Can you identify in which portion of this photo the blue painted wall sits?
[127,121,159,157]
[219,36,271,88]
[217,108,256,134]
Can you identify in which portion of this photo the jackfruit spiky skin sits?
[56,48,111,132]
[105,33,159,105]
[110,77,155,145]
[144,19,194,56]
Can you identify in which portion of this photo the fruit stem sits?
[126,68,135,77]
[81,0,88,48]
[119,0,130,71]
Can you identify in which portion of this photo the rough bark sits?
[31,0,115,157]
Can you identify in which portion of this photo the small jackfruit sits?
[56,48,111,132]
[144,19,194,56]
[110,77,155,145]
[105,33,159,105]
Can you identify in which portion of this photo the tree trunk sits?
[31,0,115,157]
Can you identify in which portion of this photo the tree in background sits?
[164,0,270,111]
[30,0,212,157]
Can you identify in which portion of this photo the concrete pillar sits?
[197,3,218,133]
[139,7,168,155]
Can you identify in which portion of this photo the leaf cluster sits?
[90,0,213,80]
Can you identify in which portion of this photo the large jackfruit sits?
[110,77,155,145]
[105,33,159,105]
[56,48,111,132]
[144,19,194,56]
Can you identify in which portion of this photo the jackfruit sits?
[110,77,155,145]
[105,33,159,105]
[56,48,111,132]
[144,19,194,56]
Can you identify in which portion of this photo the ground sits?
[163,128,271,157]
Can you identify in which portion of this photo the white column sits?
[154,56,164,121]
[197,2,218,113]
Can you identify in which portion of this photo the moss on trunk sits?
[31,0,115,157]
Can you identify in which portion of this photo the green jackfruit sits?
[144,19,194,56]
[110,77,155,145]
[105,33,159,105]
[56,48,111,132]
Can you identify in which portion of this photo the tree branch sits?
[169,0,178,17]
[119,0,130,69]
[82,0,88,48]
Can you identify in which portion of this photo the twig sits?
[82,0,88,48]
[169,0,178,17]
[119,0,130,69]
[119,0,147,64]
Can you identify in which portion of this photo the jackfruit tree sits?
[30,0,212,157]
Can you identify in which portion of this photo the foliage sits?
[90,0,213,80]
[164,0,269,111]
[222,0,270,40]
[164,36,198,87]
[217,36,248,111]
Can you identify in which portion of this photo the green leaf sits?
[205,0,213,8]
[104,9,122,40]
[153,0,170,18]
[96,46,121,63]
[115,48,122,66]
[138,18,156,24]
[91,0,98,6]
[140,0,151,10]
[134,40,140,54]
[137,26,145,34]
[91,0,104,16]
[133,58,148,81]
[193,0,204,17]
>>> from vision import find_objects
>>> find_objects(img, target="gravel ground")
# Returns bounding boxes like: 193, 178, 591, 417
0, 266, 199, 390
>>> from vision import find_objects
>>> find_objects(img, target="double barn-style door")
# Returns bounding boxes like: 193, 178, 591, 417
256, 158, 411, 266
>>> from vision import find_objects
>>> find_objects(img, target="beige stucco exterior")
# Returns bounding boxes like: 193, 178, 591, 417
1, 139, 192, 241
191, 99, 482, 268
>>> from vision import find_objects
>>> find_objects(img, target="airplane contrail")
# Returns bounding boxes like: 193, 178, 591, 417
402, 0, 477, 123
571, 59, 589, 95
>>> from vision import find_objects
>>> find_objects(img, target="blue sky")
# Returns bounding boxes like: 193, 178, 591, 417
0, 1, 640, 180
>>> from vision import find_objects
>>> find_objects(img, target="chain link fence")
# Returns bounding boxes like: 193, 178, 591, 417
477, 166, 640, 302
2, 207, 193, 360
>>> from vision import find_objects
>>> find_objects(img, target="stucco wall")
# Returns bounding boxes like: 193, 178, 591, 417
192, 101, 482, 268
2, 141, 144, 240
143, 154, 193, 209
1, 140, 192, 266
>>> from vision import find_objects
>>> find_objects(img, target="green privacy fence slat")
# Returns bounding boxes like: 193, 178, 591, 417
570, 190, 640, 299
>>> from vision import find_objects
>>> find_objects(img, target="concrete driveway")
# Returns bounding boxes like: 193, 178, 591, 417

**Exercise requirements**
Locate every line in the listing above that contains the word "blue", and copy each of those lines in full.

**Answer for this exercise**
Can you identify in which portion of this photo the blue painted wall sits?
>>> find_objects(img, target="blue sky")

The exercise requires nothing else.